Task to carry out –
Give the records below again exactly, and exclude each picture.

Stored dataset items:
▬▬▬▬▬▬▬▬▬▬

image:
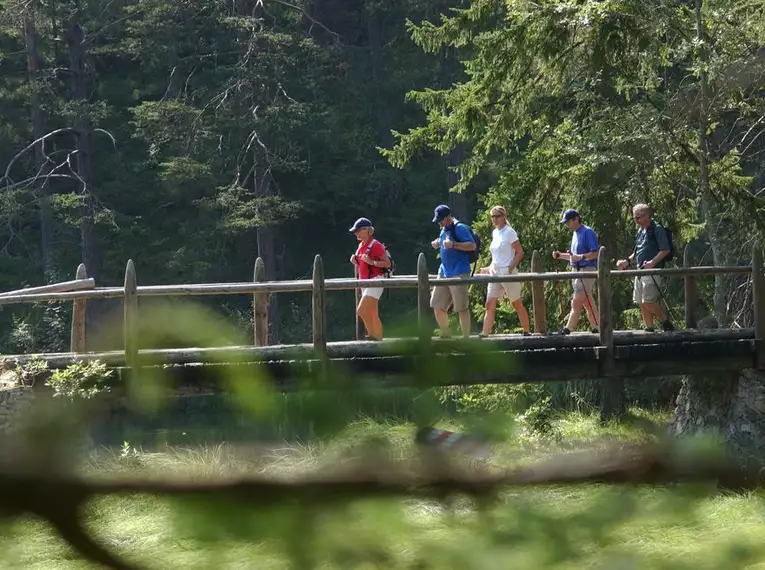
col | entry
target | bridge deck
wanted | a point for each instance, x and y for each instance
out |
(513, 358)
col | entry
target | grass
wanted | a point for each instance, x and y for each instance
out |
(555, 527)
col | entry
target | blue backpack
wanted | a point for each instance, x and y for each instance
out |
(472, 255)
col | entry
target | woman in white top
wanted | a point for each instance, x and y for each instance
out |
(506, 254)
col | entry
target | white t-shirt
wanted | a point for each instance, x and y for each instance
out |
(502, 240)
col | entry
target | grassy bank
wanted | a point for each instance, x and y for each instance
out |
(555, 527)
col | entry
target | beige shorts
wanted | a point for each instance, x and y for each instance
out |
(585, 285)
(646, 289)
(374, 292)
(443, 297)
(496, 290)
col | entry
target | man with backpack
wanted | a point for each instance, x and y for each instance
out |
(653, 248)
(458, 246)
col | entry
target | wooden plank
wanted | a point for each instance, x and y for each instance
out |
(77, 337)
(424, 311)
(758, 300)
(78, 284)
(538, 304)
(691, 292)
(319, 326)
(260, 306)
(404, 371)
(130, 323)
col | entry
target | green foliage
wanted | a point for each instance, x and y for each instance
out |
(81, 380)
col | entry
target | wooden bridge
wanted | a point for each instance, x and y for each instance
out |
(608, 354)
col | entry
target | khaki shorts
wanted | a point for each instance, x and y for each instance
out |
(496, 290)
(443, 297)
(585, 285)
(646, 289)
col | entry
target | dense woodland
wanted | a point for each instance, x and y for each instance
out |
(195, 136)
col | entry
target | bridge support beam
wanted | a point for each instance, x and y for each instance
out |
(611, 387)
(77, 339)
(691, 292)
(538, 296)
(423, 295)
(260, 306)
(319, 308)
(758, 300)
(131, 316)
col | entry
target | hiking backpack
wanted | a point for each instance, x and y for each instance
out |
(387, 271)
(472, 255)
(668, 231)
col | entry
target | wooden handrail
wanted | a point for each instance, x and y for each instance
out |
(260, 288)
(342, 284)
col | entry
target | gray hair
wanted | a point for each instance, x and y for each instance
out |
(642, 209)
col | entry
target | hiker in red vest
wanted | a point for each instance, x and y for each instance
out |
(371, 259)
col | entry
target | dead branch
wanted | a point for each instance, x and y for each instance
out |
(60, 499)
(29, 147)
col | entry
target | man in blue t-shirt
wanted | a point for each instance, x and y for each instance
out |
(454, 243)
(583, 256)
(651, 247)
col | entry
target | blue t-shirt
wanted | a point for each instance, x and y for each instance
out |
(454, 262)
(584, 240)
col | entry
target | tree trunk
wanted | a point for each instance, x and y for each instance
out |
(91, 250)
(41, 164)
(267, 251)
(708, 208)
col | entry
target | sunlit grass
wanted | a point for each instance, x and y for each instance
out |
(572, 527)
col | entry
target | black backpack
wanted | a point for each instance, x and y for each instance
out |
(387, 271)
(671, 254)
(472, 255)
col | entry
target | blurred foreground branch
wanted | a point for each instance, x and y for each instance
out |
(60, 500)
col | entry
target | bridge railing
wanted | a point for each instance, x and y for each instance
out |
(319, 285)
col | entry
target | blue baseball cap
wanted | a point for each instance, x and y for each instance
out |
(360, 223)
(441, 212)
(569, 215)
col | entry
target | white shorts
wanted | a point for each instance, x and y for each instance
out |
(374, 292)
(646, 289)
(496, 290)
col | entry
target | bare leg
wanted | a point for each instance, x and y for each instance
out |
(465, 322)
(442, 318)
(523, 315)
(576, 311)
(491, 310)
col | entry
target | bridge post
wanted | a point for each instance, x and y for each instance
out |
(538, 296)
(319, 324)
(77, 339)
(423, 293)
(611, 388)
(356, 301)
(691, 292)
(260, 306)
(131, 316)
(758, 299)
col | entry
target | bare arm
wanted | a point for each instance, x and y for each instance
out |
(518, 249)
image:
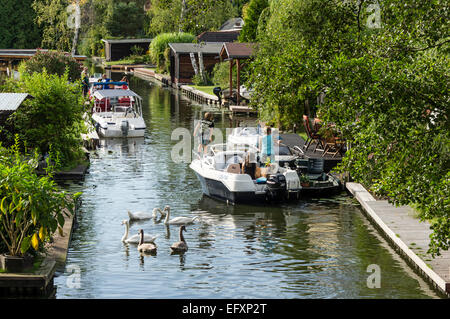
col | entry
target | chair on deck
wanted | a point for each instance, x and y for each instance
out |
(333, 146)
(311, 134)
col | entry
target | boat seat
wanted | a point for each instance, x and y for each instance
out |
(233, 168)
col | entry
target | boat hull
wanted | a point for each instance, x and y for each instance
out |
(216, 189)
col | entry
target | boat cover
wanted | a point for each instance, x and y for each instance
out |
(101, 94)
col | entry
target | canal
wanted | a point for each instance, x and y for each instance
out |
(310, 249)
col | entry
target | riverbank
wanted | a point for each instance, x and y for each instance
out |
(408, 235)
(39, 282)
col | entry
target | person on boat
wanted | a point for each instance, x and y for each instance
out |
(204, 130)
(249, 167)
(125, 86)
(267, 146)
(105, 79)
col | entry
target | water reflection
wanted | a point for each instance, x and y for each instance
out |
(311, 249)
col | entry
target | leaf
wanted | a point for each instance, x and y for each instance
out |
(42, 233)
(35, 241)
(2, 207)
(26, 242)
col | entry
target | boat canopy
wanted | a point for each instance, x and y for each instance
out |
(103, 84)
(102, 94)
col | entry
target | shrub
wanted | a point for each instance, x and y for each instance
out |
(161, 42)
(53, 118)
(202, 80)
(31, 207)
(54, 62)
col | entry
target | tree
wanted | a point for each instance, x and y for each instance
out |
(190, 16)
(32, 208)
(253, 11)
(384, 70)
(17, 25)
(51, 122)
(54, 63)
(125, 20)
(52, 17)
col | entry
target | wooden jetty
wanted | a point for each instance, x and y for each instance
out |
(408, 235)
(199, 96)
(39, 283)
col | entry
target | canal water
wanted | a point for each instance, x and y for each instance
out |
(321, 248)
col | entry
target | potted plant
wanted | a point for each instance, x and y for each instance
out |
(31, 208)
(304, 180)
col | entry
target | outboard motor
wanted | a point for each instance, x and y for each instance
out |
(276, 187)
(218, 91)
(125, 127)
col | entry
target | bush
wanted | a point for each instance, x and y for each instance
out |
(52, 120)
(54, 62)
(161, 42)
(202, 80)
(31, 207)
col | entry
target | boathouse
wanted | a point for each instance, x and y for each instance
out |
(186, 60)
(117, 49)
(235, 53)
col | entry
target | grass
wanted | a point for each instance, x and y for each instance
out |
(124, 61)
(207, 89)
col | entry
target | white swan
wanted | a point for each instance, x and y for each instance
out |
(134, 239)
(180, 246)
(177, 220)
(145, 215)
(149, 248)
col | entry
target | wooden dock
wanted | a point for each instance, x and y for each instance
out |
(408, 235)
(199, 96)
(40, 283)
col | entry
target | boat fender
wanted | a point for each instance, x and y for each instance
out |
(125, 127)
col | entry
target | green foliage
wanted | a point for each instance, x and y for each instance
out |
(384, 72)
(32, 208)
(52, 120)
(55, 63)
(52, 17)
(190, 16)
(161, 42)
(251, 18)
(17, 25)
(125, 19)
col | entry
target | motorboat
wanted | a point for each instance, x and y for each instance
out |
(314, 180)
(219, 173)
(118, 85)
(250, 136)
(118, 113)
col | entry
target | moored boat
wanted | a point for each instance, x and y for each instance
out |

▬▬▬▬▬▬▬▬▬▬

Output of the task –
image:
col | entry
target | bridge deck
wanted | a point for each instance, x and y for each instance
out |
(513, 358)
col | entry
target | grass
wanted | a point for each instance, x and y for each instance
out |
(555, 527)
col | entry
target | blue backpack
wanted | a point for each instance, x and y for each instance
out |
(472, 255)
col | entry
target | woman in white top
wanted | a point for each instance, x and y for each instance
out |
(506, 254)
col | entry
target | white t-shirt
wanted | a point for each instance, x and y for each instance
out |
(502, 240)
col | entry
target | grassy bank
wanted | a point for each instance, x and y for each instance
out |
(555, 527)
col | entry
target | beige shorts
wanted | a point for each instance, x and y for each instance
out |
(585, 285)
(646, 289)
(374, 292)
(443, 297)
(496, 290)
col | entry
target | man with backpack
wanted | a point for each instance, x and y for each instance
out |
(653, 248)
(458, 246)
col | entry
target | wooden plank
wanted | a point for each instance, x and y for each instance
out |
(77, 337)
(424, 311)
(758, 300)
(78, 284)
(538, 304)
(691, 292)
(319, 326)
(260, 306)
(404, 371)
(130, 323)
col | entry
target | green foliage
wanted | a point for each instance, x and y for each instance
out |
(81, 380)
col | entry
target | wooden bridge
wanted | a point for each instance, x and y for each instance
out |
(608, 354)
col | entry
target | khaki shorts
wanted | a point for each instance, x and y for each instance
out |
(496, 290)
(443, 297)
(585, 285)
(646, 289)
col | entry
target | dense woodland
wanted | a point for each instance, x and y for each instance
out |
(195, 136)
col | entry
target | bridge support beam
wanted | a point for each instance, x and y for each instance
out |
(611, 387)
(77, 339)
(691, 292)
(538, 296)
(423, 295)
(260, 306)
(319, 308)
(758, 300)
(131, 316)
col | entry
target | hiking backpack
wanted | a point for each instance, x and y for each instance
out |
(387, 271)
(472, 255)
(668, 231)
col | entry
target | wooden handrail
wanted | a point for each instance, x and y for each instance
out |
(260, 288)
(342, 284)
col | entry
target | gray hair
wanted | a point for each instance, x and y for each instance
out |
(642, 209)
col | entry
target | hiker in red vest
wanted | a point for each instance, x and y for each instance
out |
(371, 259)
col | entry
target | dead branch
wanted | a point for each instance, x and y for each instance
out |
(60, 499)
(29, 147)
col | entry
target | man in blue t-shirt
wanted | a point for each instance, x and y for each instance
out |
(454, 243)
(583, 256)
(651, 247)
col | entry
target | blue t-shirt
wanted | a point for each instance, x and y for each instance
out |
(454, 262)
(584, 240)
col | entry
target | tree trunk
wanted | a point for each instance, x and y for each instance
out |
(91, 250)
(41, 164)
(267, 251)
(708, 208)
col | entry
target | sunlit grass
wanted | a point for each instance, x and y for each instance
out |
(572, 527)
col | entry
target | black backpack
wanted | a point for each instance, x and y for each instance
out |
(387, 271)
(671, 254)
(472, 255)
col | entry
target | blurred foreground branch
wanted | a point for each instance, x and y for each instance
out |
(60, 500)
col | entry
target | bridge railing
wanted | a point for each instance, x and y for each instance
out |
(319, 285)
col | entry
target | blue baseball cap
wanted | a point for each instance, x and y for each instance
out |
(360, 223)
(441, 212)
(569, 215)
col | entry
target | white shorts
wanted | a point for each instance, x and y for each instance
out |
(374, 292)
(646, 289)
(496, 290)
col | entry
target | bare leg
wanted | a point for each instance, x and y for each instance
out |
(465, 322)
(442, 318)
(523, 315)
(576, 311)
(491, 310)
col | entry
target | bridge post
wanted | a point for each instance, x and y for each instance
out |
(538, 296)
(319, 324)
(77, 339)
(423, 293)
(611, 388)
(356, 301)
(691, 292)
(260, 306)
(131, 316)
(758, 299)
col | entry
target | bare arm
wanted | a point for each instance, x and y for each instance
out |
(518, 249)
image:
col | entry
target | chair on deck
wanted | a point for each instance, x and y for each instance
out |
(333, 146)
(311, 134)
col | entry
target | boat seat
wanted | a point for each instance, x and y for each instance
out |
(233, 168)
col | entry
target | boat hull
wanted | a point for each instance, x and y for each instance
out |
(216, 189)
col | entry
target | boat cover
wanted | a point for each instance, x and y for each instance
out |
(101, 94)
col | entry
target | canal
wanted | a point for each instance, x and y for each instance
out |
(310, 249)
col | entry
target | riverbank
wanted | a point for each instance, x and y for each instance
out |
(408, 235)
(39, 282)
col | entry
target | person on boat
wanted | a point for each instance, x and y for each instance
out |
(204, 130)
(249, 167)
(125, 86)
(267, 146)
(105, 79)
col | entry
target | water reflection
wanted | a point for each instance, x and y for each instance
out |
(311, 249)
col | entry
target | leaf
wanted | a point for each instance, x and y for each instance
out |
(42, 233)
(35, 241)
(2, 207)
(26, 242)
col | entry
target | boat canopy
wanted | a point for each instance, x and y for each instance
out |
(103, 84)
(102, 94)
col | entry
target | shrub
wanted | a point for each instance, x and y for each instance
out |
(161, 42)
(53, 118)
(202, 80)
(31, 207)
(54, 62)
col | entry
target | tree
wanted | a point for each instance, x and y for each instance
out |
(190, 16)
(32, 208)
(253, 11)
(384, 70)
(17, 25)
(51, 122)
(54, 63)
(125, 20)
(52, 17)
col | entry
target | wooden jetty
wanted | a point for each instance, x and y for each instance
out |
(408, 235)
(199, 96)
(39, 283)
col | entry
target | canal water
wanted | a point for each instance, x and y for each instance
out |
(321, 248)
col | entry
target | potted plant
wanted | a point for each instance, x and y for each instance
out |
(31, 208)
(304, 180)
col | entry
target | outboard motor
wanted | a point for each instance, x and y for each instance
out |
(276, 187)
(218, 91)
(125, 127)
col | entry
target | bush
wanted | a point for each instance, x and y for each instance
out |
(52, 120)
(54, 62)
(161, 42)
(202, 80)
(31, 207)
col | entry
target | boathouse
wanted | a point for each instance, x and y for each instance
out |
(186, 60)
(117, 49)
(235, 53)
col | entry
target | grass
wanted | a point for each instance, x and y for each instance
out |
(124, 61)
(207, 89)
col | entry
target | white swan
wanted | a point for each instance, x and y for each instance
out |
(134, 239)
(180, 246)
(177, 220)
(145, 215)
(149, 248)
col | entry
target | wooden dock
wanted | a point for each instance, x and y for each instance
out |
(408, 235)
(199, 96)
(40, 283)
col | entry
target | boat fender
wanted | a point for each instance, x and y for each instance
out |
(125, 127)
col | entry
target | green foliage
wanted | a point for each instance, x and y for each instance
out |
(384, 72)
(32, 208)
(52, 120)
(55, 63)
(52, 17)
(190, 16)
(161, 42)
(251, 18)
(17, 25)
(125, 19)
col | entry
target | motorboat
wanted | a point for each instance, x and y for each instance
out |
(314, 180)
(219, 173)
(118, 85)
(250, 136)
(118, 113)
col | entry
target | moored boat
wanted | a point for each instance, x and y for each instance
out |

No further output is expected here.